[[ Text for analysis, beginning ]]

Saturday night (Feb 21) Mt. Benjamin blows all over Mom again. Mom and Dad are a bit freaked out by the vomiting, crossed eyes, and lethargy. They consider the ER but decide on a blessing the next day instead.

Sunday, more lethargy. Ben sleeps through half of nursery. Jeremy Miner helps Johnny give Ben a blessing after church. Dad is concerned after the blessing.

Monday was a beautiful sunny day in Anchorage. Benjamin did have another early morning nap but he also wanted to go out for a walk. At 3:00 we went to the opthamologist. The Dr was not really concerned about Ben's crossed eyes at first because we have a family history with this problem. After eye dialation however, the Dr changes her mind and places a call to Ben pediatrician. Mom and Ben are told that the optical nerve is supposed to resemble a donut with an opening in the middle. Ben's optical nerves are full instead. Mom and Dad are sent to the hospital, told to check in at the front desk and then head upstairs to PICU. Mom called Dad on the way and said please come. Thanks to the Pettijons for babysitting and transportation! An MRI reveals a lesion on the brain. The solid mass is about 6 cm by 8cm, but there is also a fluid filled cyst and signs of swelling of Ben's brain. Even mom and dad can read this MRI. The thing is HUGE. Plans are made for transport to Seattle the following morning.

Tuesday morning Dad stays behind to get the kids situation and Ben and Mom head to Seattle.

"It's a tumor"

The pictures show a mass about 6cm by 8cm (baseballish in size) in the upper left front of Ben's brain. It is sitting on the brain and looks accessible. Then plans started. Providence Hospital immediately arranged for transport for Cari and Ben to Seattle Children's Hospital.

Dad headed home and packed mom a bag. Dad's lack of fashion sense was immediately obvious because I don't think I got even one outfit correct, but at least there was clean underwear . . .
Dad and siblings headed up to the hospital Tuesday night for kisses and hugs. It is all still a little surreal. The siblings all loved on Ben for a while then Dad took kids home to go to bed.


First we checked with our favorite doctor, Dr. Uncle Mike. He counselled us to get Ben to an eye doctor as soon as possible. We are grateful to our favorite Dr. for getting us on the right path quickly. As I said before, since there is only one pediatric opthalmalogist in Alaska we had to wait a few days to get in.

We decided to have Dad pedal home from work early and Mom take Ben to the eye doctor. Upon cursory glance and with the family history of crossed eyes the eye doc was not overly concerned. She wanted to confirm so they dialated Bens eyes to take a look at the nerve. This is where my vast medical knowledge and explanation might get a little hard to follow . . . I guess the nerve is supposed to look like a doughnut -- hollow. Ben's was solid.

[[ Text for analysis, end ]]
[[ Data extract, beginning ]]

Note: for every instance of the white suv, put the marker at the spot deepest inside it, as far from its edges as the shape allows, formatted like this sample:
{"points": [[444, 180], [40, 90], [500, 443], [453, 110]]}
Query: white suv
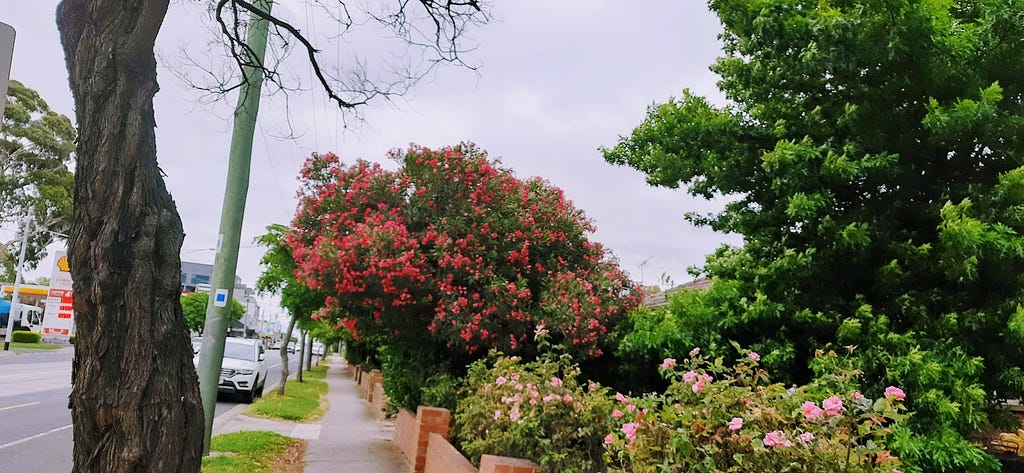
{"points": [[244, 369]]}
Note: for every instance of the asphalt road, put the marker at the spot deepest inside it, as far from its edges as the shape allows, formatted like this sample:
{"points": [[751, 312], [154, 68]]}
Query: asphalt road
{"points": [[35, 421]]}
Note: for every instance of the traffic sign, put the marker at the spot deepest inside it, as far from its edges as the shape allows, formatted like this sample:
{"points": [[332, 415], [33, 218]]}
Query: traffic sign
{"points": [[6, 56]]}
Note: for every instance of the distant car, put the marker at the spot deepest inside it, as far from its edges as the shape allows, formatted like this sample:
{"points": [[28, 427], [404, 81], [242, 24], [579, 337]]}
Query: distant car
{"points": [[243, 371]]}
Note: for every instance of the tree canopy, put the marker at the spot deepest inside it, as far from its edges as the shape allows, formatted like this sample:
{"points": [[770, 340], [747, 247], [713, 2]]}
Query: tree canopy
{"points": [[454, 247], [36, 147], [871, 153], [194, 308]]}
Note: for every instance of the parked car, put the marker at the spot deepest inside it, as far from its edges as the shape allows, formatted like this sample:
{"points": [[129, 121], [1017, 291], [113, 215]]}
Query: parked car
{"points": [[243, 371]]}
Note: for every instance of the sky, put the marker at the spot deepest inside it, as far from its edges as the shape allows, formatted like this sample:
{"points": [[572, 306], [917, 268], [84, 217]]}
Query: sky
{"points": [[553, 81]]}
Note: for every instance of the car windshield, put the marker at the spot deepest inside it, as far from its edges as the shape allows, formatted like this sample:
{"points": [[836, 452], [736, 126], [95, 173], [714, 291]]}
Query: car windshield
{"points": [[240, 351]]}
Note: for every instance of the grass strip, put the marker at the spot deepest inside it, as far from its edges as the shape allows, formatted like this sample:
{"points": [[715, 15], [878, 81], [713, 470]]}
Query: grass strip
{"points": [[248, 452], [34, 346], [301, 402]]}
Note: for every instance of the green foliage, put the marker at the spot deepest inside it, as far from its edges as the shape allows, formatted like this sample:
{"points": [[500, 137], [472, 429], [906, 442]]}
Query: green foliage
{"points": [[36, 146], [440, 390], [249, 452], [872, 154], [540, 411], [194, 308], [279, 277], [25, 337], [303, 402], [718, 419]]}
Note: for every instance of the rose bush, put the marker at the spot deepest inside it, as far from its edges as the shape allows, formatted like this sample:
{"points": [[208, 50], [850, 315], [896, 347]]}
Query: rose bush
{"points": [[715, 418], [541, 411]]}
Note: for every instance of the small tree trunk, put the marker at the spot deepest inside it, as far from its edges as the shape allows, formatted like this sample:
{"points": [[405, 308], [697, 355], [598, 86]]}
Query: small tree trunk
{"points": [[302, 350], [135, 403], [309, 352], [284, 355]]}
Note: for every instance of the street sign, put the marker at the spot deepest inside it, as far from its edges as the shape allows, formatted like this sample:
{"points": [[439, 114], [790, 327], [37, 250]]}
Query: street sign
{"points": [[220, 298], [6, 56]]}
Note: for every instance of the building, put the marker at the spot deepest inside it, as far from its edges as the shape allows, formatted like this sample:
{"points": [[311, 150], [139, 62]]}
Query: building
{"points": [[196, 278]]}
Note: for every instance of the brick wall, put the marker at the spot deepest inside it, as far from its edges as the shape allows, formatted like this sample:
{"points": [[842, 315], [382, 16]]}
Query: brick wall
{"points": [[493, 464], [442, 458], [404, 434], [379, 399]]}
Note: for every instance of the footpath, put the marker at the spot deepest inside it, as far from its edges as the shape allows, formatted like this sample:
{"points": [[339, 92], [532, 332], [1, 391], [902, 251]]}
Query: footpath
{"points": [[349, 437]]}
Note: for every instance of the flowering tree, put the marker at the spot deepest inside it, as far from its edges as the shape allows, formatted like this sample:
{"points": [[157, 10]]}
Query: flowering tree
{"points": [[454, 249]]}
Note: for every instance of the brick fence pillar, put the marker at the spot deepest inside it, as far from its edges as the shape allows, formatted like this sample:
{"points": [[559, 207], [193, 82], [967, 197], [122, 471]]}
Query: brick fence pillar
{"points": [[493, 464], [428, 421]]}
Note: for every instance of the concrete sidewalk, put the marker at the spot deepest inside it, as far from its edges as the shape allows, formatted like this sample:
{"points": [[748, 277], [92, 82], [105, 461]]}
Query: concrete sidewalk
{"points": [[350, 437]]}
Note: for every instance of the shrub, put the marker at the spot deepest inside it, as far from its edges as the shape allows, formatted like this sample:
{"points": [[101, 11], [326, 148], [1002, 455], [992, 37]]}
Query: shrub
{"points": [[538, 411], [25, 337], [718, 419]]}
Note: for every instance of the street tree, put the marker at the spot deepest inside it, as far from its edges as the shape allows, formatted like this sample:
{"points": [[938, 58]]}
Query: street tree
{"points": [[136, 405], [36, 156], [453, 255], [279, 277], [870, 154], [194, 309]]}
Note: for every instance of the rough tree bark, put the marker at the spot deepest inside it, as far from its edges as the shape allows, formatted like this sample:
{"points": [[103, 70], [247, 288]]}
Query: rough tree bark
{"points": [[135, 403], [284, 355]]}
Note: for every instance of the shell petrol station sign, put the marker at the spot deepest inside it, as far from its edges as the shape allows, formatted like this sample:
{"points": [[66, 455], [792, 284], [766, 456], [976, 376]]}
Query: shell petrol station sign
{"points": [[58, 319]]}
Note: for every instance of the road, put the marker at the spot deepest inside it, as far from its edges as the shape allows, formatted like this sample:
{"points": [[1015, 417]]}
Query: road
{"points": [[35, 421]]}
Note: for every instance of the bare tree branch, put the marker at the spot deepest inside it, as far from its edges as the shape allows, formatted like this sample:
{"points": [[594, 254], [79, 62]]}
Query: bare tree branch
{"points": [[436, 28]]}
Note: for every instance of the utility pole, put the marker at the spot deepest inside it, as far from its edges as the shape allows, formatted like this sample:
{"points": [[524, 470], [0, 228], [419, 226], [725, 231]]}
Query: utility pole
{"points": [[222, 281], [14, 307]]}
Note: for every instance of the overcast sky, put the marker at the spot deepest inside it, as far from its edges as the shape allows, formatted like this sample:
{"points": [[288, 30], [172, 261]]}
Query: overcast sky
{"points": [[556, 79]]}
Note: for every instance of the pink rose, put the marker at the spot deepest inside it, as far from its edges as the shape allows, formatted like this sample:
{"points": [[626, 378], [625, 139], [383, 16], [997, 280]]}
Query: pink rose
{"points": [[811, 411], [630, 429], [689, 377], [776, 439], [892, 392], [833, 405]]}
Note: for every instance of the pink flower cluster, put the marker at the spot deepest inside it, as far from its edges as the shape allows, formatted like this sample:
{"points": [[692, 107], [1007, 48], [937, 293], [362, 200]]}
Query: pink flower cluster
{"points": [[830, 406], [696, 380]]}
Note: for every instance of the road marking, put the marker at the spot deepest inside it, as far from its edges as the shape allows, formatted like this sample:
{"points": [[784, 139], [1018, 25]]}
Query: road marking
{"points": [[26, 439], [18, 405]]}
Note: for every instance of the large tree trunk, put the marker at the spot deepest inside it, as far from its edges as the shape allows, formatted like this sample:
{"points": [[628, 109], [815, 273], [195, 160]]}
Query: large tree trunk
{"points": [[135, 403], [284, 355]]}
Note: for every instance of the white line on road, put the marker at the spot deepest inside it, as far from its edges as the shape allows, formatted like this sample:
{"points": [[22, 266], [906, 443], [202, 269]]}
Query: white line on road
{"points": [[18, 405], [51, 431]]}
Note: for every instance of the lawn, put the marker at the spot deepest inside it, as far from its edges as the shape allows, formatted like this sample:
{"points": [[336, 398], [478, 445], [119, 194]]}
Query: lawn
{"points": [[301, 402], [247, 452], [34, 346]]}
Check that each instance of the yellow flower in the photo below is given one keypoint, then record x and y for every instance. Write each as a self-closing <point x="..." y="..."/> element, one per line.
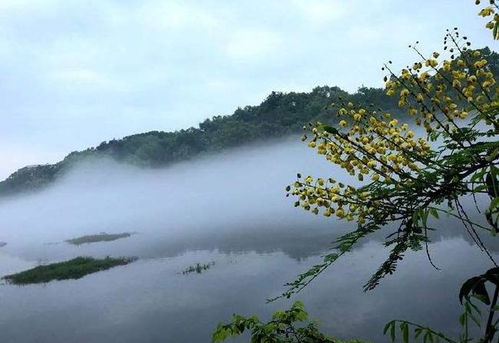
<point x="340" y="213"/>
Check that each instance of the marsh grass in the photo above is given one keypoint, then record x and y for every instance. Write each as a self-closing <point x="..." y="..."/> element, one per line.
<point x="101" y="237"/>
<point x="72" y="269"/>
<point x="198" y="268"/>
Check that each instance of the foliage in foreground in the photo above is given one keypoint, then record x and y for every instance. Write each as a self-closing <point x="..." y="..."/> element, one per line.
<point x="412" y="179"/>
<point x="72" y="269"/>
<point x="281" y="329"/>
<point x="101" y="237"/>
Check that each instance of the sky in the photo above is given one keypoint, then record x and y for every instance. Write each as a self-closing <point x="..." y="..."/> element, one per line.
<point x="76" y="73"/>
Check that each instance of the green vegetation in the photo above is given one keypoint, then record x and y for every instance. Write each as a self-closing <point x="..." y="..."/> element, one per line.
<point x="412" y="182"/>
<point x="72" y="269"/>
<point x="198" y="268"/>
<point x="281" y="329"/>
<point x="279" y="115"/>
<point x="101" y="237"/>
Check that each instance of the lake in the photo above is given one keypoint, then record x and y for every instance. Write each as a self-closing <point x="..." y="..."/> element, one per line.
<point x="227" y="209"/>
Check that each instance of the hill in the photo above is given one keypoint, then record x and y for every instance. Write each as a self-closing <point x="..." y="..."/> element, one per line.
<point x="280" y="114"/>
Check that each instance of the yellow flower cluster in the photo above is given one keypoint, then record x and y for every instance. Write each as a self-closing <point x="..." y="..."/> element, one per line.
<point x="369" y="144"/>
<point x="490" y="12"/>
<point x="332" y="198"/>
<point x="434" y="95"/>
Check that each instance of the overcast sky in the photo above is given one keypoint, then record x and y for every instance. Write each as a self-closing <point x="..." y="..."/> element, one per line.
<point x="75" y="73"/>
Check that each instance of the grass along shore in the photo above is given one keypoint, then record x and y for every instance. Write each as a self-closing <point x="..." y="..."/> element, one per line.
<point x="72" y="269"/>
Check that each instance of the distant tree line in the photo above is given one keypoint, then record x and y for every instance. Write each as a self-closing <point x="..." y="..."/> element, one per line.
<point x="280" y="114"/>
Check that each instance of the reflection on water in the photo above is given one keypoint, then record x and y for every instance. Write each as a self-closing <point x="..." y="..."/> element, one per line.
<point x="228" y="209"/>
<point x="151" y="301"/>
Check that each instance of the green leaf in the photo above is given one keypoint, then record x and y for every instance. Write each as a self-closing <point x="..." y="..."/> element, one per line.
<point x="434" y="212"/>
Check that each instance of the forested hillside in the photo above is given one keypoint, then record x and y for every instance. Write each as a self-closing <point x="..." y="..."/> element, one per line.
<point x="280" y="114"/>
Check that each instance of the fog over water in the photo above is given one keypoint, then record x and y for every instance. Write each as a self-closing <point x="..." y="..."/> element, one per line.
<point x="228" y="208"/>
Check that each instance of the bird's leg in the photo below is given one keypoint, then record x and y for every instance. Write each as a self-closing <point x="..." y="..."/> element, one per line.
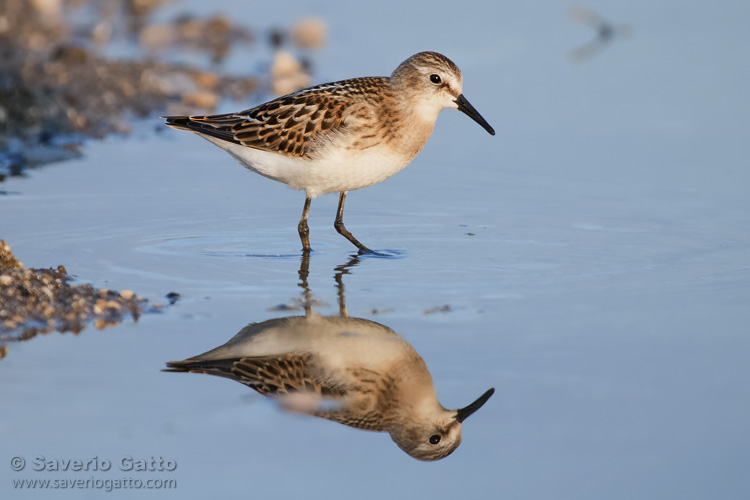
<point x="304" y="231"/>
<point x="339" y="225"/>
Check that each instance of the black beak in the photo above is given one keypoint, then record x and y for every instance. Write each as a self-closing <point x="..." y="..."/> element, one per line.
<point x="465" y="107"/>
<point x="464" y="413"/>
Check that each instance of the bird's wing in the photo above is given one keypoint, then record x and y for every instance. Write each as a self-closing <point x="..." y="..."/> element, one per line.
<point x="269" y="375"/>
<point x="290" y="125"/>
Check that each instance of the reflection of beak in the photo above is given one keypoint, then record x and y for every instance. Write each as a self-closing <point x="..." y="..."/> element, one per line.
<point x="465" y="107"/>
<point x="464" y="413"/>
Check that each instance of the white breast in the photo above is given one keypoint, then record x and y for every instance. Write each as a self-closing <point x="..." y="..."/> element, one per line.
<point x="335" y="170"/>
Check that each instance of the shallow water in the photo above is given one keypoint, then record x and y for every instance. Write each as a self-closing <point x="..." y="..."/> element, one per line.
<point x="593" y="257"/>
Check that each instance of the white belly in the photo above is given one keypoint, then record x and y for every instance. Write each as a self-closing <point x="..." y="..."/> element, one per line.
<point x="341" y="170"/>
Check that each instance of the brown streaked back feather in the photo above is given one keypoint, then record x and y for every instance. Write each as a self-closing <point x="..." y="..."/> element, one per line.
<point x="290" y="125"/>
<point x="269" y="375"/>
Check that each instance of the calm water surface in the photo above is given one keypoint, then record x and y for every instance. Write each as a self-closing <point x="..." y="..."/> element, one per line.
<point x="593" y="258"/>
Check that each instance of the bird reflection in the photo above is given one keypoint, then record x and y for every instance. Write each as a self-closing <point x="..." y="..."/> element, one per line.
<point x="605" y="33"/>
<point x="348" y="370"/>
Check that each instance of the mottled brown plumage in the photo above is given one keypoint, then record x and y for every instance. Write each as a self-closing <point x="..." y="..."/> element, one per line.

[[ Data extract, end ]]

* Tasks for this exercise:
**a)** List every day of the week named in the account of Ben's diagnosis.
**b)** Answer these from the account of Ben's diagnosis:
(i) Who helped Johnny give Ben a blessing after church?
(ii) What is the size of the solid mass the MRI shows?
(iii) What is a normal optical nerve said to resemble?
The entries are separate material and not part of the account of Ben's diagnosis.

* Task-by-task solutions:
**a)** Saturday, Sunday, Monday, Tuesday

**b)**
(i) Jeremy Miner
(ii) About 6 cm by 8 cm
(iii) A donut with an opening in the middle